Exercise →
Copy verbatim the lines starting at the one containing "Each <instance> block is" and ending at the one containing "positive clicks: (7, 51) (25, 20)", including both of those lines.

Listed entries →
BEGIN

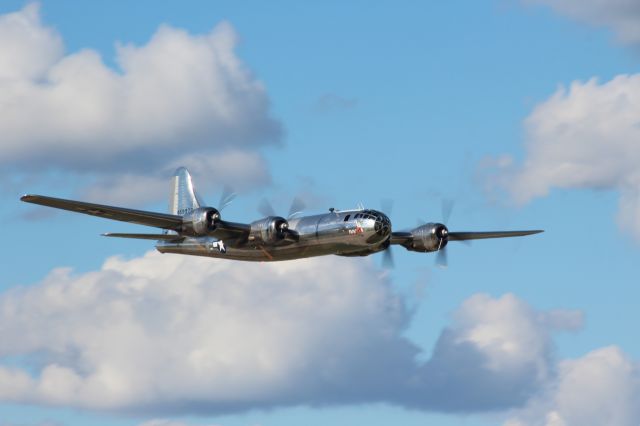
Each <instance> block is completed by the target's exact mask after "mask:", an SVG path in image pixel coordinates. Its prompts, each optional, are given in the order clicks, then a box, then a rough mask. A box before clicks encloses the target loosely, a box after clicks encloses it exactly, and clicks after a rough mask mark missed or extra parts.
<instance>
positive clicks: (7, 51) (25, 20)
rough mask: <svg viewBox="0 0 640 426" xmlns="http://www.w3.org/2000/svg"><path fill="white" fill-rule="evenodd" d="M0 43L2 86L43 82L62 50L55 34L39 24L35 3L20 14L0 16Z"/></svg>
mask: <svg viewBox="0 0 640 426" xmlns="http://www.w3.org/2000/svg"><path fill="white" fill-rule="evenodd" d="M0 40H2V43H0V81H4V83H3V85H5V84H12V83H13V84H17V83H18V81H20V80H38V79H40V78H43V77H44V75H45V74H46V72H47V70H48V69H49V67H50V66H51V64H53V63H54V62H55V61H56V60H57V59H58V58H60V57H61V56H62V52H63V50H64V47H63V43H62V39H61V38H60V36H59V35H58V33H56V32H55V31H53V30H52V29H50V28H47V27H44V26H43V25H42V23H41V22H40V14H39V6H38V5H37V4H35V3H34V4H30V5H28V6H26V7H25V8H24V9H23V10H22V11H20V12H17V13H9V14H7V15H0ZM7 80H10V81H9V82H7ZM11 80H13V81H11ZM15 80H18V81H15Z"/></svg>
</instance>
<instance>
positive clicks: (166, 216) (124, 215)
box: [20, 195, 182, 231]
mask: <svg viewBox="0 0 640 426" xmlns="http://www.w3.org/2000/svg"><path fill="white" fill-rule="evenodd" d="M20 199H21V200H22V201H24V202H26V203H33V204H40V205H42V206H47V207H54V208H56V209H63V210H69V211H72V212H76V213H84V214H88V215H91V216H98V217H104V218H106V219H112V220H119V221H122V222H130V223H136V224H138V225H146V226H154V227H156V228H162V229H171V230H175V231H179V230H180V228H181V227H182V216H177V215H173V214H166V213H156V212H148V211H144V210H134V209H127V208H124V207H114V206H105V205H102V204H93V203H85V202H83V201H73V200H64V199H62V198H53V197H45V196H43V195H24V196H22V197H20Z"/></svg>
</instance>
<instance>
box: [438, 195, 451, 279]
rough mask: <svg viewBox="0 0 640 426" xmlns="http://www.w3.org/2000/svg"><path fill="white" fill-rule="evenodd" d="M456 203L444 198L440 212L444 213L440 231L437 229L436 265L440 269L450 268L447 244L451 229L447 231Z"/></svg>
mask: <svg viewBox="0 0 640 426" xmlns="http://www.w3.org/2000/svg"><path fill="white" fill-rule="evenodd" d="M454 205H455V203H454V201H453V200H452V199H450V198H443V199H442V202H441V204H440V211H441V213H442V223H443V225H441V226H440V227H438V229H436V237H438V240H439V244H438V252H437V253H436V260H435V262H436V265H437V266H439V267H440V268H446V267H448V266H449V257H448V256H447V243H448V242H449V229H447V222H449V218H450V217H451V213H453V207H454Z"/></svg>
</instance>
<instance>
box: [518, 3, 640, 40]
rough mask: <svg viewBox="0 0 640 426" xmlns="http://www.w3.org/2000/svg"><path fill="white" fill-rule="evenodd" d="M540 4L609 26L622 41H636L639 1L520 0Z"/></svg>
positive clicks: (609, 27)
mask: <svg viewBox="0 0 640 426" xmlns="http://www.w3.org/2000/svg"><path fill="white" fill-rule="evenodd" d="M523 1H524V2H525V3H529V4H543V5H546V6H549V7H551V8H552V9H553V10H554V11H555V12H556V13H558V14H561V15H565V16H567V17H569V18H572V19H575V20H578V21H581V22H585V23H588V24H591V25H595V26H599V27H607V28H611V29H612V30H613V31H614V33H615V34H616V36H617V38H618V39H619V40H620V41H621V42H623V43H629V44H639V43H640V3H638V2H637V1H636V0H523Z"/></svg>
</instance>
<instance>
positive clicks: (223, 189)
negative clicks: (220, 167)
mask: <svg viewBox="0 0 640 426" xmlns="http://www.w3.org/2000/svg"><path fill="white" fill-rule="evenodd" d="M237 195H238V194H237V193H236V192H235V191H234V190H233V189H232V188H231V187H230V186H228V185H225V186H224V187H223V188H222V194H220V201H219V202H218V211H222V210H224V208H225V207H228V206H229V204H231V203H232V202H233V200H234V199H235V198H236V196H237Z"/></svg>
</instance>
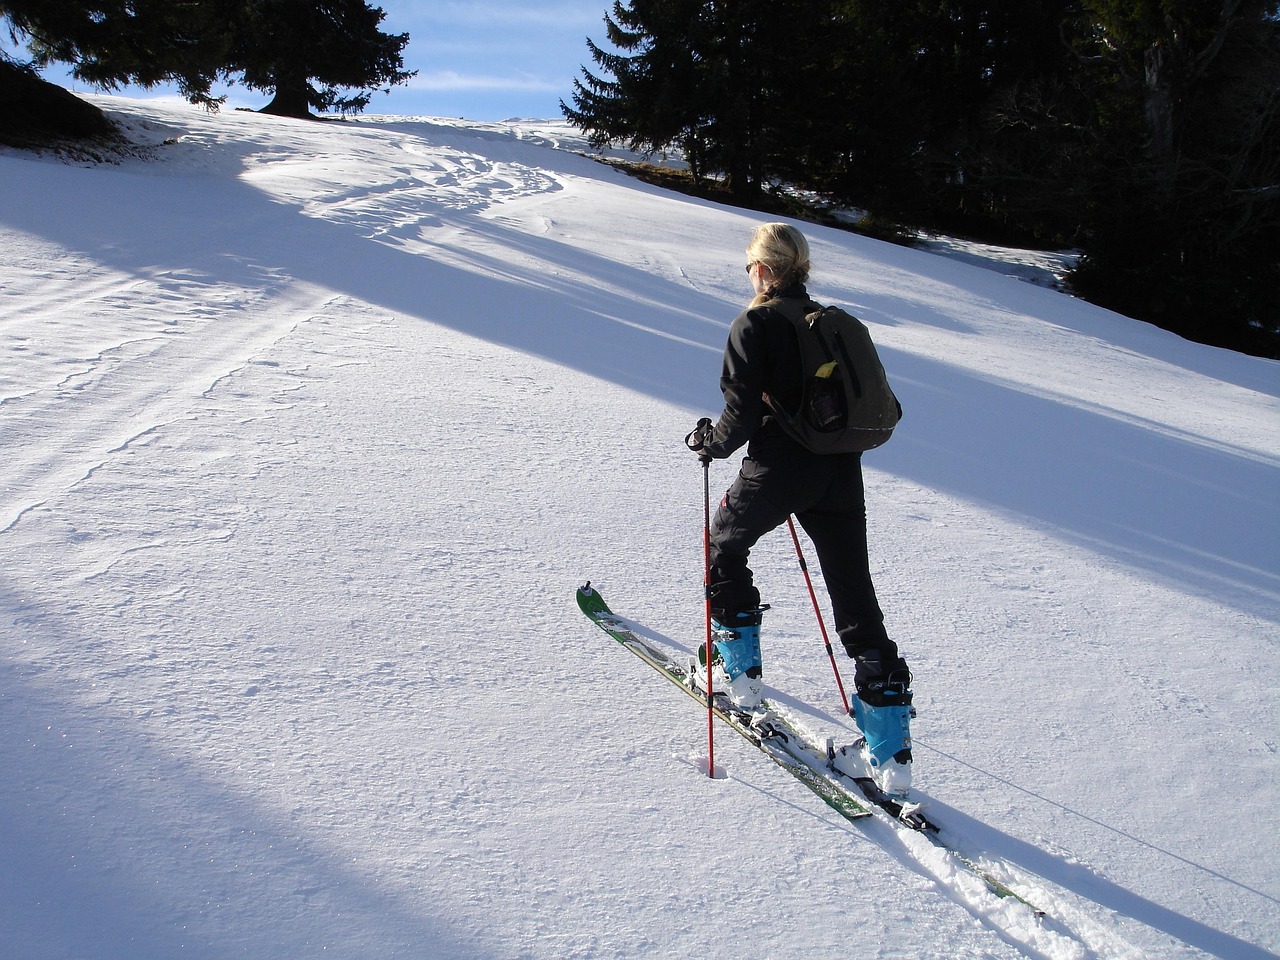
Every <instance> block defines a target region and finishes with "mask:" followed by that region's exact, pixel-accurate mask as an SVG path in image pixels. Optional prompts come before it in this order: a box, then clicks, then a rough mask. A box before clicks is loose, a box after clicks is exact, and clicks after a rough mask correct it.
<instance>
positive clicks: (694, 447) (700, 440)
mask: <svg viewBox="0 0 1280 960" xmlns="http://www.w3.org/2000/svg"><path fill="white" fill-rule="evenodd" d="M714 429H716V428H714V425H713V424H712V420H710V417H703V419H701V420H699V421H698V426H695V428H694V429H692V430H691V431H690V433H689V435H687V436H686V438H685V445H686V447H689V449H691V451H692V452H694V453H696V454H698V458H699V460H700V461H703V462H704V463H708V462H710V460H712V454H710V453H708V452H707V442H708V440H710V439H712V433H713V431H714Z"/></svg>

END
BEGIN

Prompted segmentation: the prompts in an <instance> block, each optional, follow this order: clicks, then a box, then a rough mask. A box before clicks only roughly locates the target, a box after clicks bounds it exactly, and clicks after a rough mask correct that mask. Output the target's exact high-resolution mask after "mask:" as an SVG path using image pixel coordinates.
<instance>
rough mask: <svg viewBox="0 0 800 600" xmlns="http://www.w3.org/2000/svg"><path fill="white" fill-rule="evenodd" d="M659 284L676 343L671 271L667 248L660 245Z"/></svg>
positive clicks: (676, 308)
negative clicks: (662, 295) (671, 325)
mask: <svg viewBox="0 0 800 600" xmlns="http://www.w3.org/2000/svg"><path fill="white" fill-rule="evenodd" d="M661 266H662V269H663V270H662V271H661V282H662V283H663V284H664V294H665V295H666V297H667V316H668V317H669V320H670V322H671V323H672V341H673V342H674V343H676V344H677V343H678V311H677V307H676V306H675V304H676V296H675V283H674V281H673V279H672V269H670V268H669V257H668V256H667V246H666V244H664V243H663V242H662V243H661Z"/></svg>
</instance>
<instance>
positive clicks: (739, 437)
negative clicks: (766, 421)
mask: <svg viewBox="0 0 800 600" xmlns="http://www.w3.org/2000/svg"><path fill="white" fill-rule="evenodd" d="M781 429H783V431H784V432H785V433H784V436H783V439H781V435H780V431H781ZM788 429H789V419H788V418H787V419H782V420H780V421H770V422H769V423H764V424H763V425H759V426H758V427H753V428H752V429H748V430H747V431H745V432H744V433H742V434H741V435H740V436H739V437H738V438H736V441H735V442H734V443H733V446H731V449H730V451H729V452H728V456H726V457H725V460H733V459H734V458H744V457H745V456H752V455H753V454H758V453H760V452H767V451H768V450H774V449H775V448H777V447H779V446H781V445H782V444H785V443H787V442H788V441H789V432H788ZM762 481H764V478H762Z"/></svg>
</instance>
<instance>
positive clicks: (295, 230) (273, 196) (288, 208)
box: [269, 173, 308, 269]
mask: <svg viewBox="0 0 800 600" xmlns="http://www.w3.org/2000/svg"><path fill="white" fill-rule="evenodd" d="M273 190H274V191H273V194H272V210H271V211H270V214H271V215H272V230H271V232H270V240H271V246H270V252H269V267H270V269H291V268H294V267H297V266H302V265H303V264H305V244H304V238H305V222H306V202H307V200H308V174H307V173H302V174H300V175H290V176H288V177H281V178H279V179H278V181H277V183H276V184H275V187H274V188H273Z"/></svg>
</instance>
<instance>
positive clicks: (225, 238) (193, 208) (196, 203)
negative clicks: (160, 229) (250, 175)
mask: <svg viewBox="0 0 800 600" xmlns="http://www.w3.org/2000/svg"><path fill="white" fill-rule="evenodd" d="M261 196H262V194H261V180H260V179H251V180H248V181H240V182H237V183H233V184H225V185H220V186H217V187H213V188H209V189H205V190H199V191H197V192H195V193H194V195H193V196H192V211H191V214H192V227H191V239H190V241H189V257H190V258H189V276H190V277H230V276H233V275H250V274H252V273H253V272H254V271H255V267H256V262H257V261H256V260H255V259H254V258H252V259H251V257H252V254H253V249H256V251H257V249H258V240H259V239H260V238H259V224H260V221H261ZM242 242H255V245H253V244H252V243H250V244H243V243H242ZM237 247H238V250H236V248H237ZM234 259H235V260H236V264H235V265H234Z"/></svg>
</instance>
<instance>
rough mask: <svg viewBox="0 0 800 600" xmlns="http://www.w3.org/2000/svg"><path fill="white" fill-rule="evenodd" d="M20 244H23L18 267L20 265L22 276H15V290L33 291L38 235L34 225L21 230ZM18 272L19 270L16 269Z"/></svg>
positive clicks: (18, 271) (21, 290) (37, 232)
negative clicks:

END
BEGIN

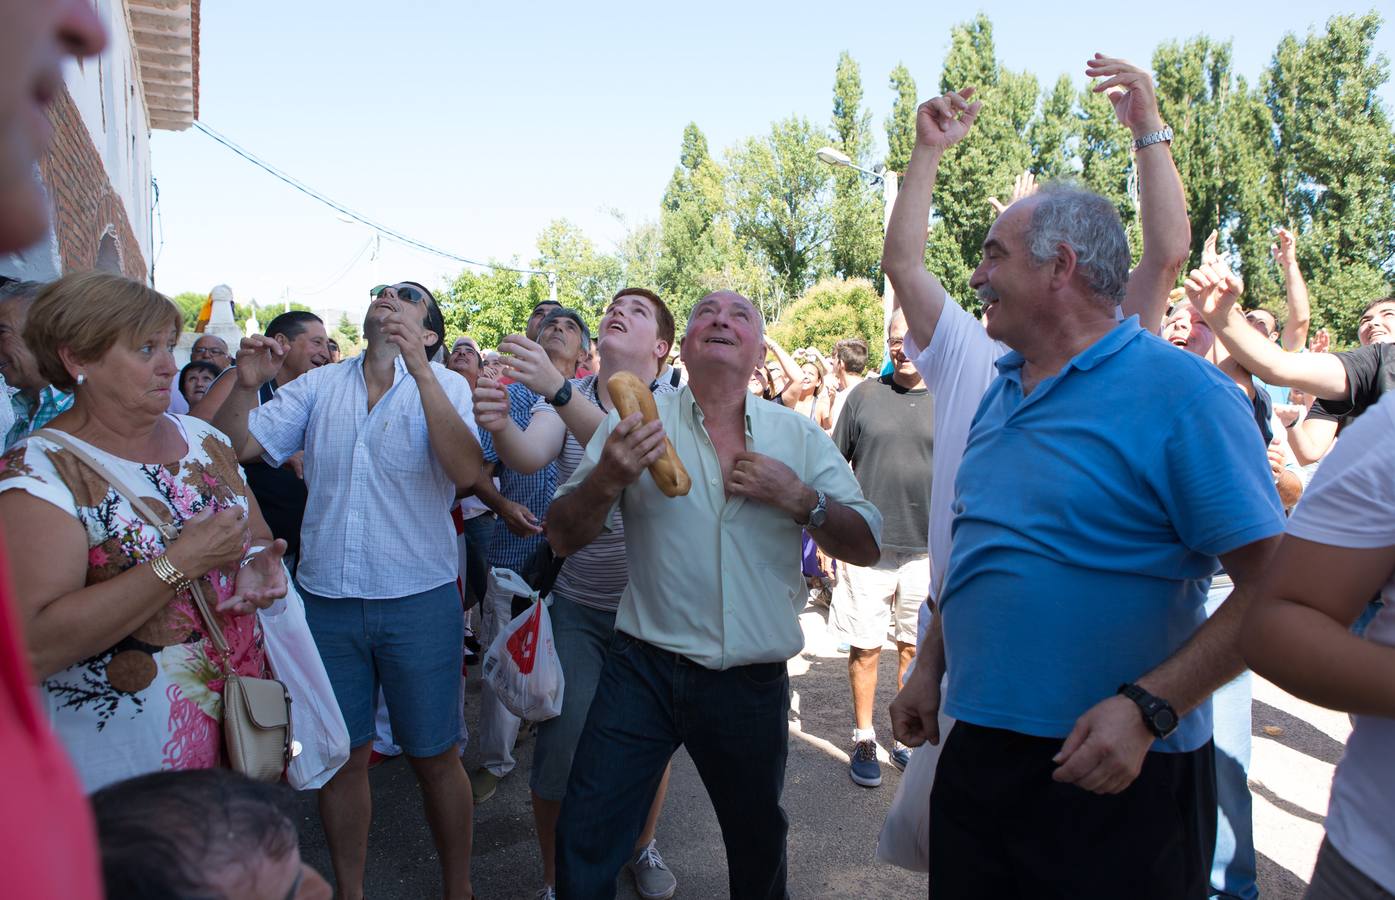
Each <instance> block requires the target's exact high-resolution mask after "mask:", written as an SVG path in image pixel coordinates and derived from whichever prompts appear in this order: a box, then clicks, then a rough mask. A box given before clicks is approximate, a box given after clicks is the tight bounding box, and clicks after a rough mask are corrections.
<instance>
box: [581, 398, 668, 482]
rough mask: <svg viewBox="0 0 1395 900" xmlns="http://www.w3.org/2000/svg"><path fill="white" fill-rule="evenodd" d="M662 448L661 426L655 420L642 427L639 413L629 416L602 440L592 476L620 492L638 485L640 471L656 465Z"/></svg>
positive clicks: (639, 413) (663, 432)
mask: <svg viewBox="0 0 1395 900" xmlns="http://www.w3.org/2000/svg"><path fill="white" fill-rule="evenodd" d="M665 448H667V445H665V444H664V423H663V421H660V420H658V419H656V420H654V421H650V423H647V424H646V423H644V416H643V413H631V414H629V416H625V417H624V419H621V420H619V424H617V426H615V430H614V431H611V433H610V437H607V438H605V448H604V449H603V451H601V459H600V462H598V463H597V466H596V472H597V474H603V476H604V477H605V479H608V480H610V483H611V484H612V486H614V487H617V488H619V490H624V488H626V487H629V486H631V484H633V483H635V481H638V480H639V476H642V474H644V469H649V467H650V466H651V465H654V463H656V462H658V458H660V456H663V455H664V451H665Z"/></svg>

END

Solution →
Each <instance> block is completed by the target's exact mask after "mask:", an SVG path in image pixel coordinates. Its prompts, each optional, are given in the order clicks, then a box, then a rough mask. A box before clicks encloses the target loosely, a box after clicks encloses it exactly, and clicks after a rough mask mark missed or extra parts.
<instance>
positive clicks: (7, 51) (25, 20)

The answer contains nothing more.